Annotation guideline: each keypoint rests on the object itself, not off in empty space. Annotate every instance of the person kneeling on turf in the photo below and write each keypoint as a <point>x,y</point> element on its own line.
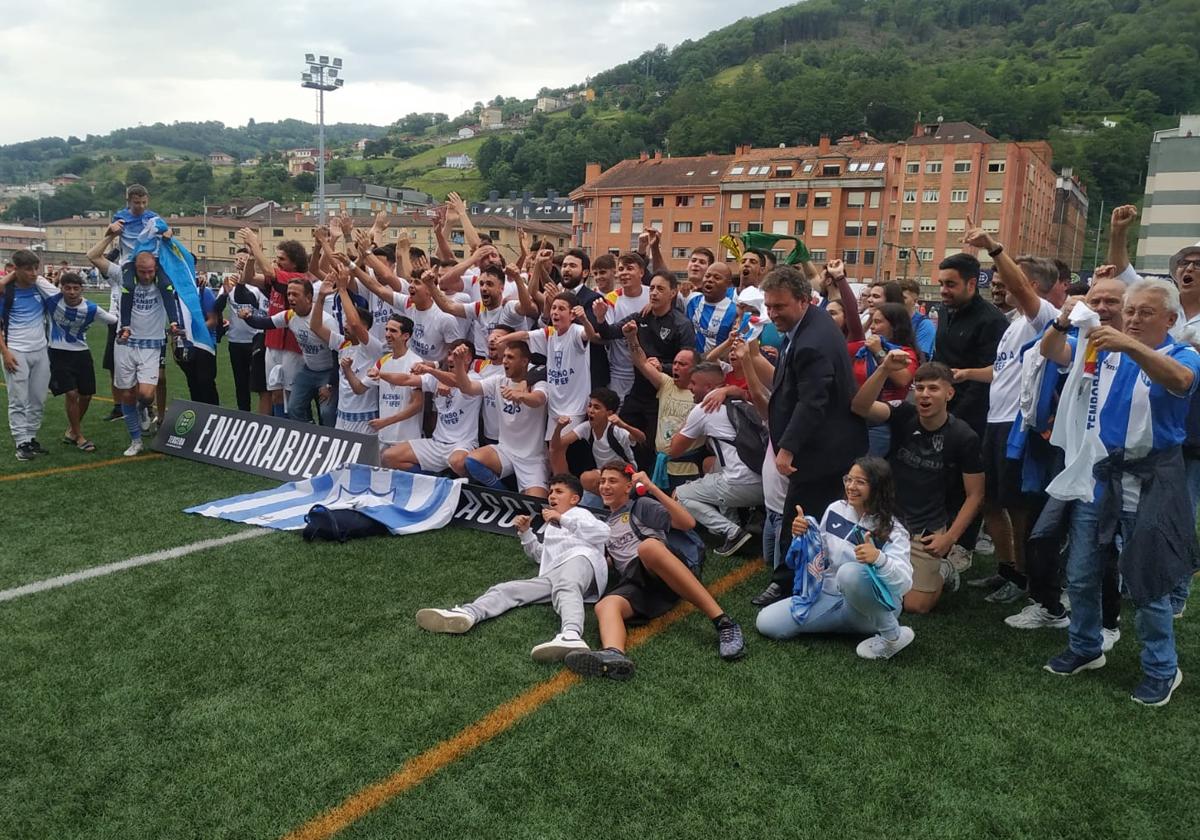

* * *

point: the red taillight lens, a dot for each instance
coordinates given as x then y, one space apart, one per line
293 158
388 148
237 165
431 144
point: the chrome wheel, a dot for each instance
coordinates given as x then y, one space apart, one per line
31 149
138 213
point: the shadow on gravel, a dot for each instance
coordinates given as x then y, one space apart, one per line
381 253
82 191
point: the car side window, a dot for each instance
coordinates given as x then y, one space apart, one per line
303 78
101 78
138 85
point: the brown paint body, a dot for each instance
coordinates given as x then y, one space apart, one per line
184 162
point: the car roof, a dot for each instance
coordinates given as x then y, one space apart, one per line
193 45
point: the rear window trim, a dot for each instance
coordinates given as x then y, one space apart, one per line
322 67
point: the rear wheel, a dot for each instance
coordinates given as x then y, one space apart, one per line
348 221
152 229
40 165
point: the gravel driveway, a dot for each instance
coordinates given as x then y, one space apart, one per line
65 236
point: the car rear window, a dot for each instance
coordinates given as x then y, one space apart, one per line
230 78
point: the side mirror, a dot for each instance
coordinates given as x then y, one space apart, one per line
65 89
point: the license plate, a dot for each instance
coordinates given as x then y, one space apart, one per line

* * *

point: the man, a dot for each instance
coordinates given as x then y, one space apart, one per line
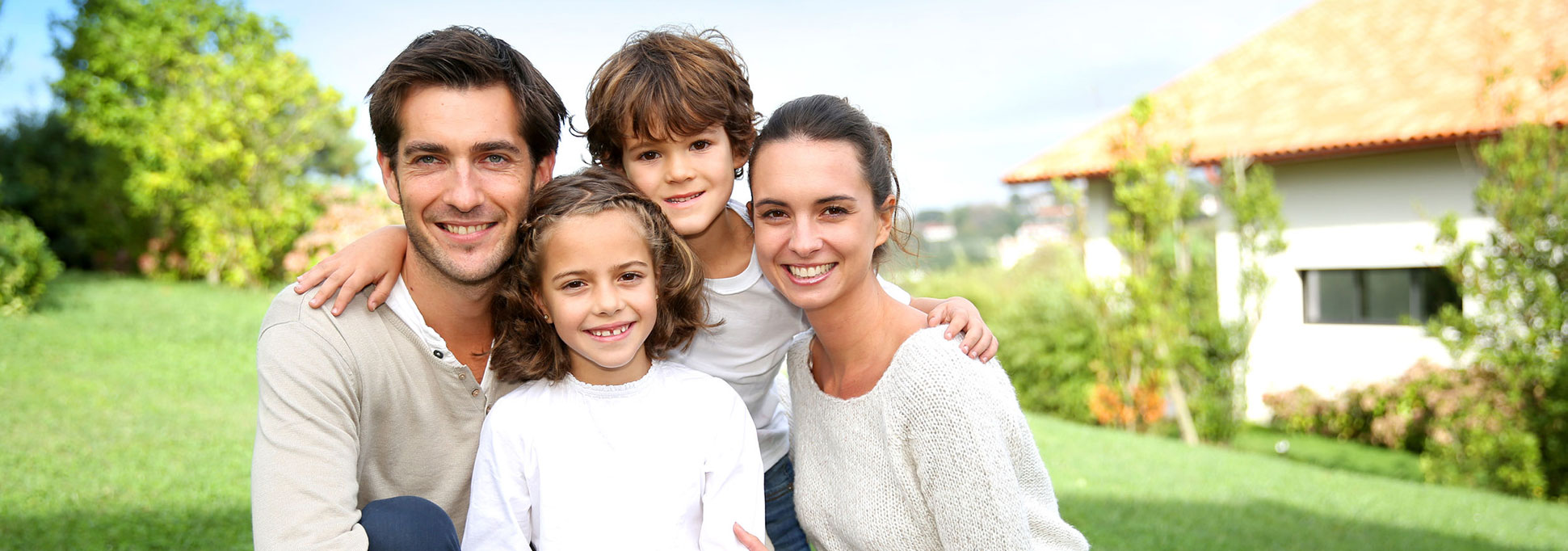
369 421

• _PROBLEM REQUIREMENTS_: Take from the listing above each line containing "window".

• _RESULT OF THIS TASK_:
point: the car side window, a dot for each instance
point: the rear window trim, a dot for each instance
point: the car rear window, a dot for each instance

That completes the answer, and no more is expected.